### EXTRAIT
--- --- ---
Lune noire

Lune noire, de John Steinbeck, Le livre de poche, dépôt légal 1ière publication: septembre 1996, édition 04 de juillet 2010, 158 pages, Roman, littérature américaine.

lune noireMon résumé: Un village perdu au fin fond de l’Est de l’Europe se trouve envahit par les nazis en raison d’une ressource – le charbon- dont le III° Reich a besoin. La vie des villageois va être modifiée en profondeur alors même que la jeune génération n’a encore jamais été confrontée à la guerre. C’est pourtant une solidarité sourde et silencieuse qui va s’installer tant entre jeunes et aînés, qu’entre hommes, femmes et enfants. D’abord passive, la population va devenir active dans sa résistance face à l’envahisseur tandis que les allemands passeront du statut de conquérant à celui de harcelé. C’est une partie d’une histoire dans l’Histoire qui raconte un chamboulement de vies où la véritable part d’humanité est mise en lumière qu’elle émane des tripes ou non.
--- --- ---
### MATÉRIEL
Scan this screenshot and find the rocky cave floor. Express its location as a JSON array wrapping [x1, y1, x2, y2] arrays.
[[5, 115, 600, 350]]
--- --- ---
### OBJECTIF DE L'EXERCICE
Transcrivez fidèlement le passage de l'extrait compris entre « Lune noire, de » et « Roman, littérature américaine. », ces deux segments inclus. Seul l'extrait sert de base au travail demandé.

### RÉPONSE ATTENDUE
Lune noire, de John Steinbeck, Le livre de poche, dépôt légal 1ière publication: septembre 1996, édition 04 de juillet 2010, 158 pages, Roman, littérature américaine.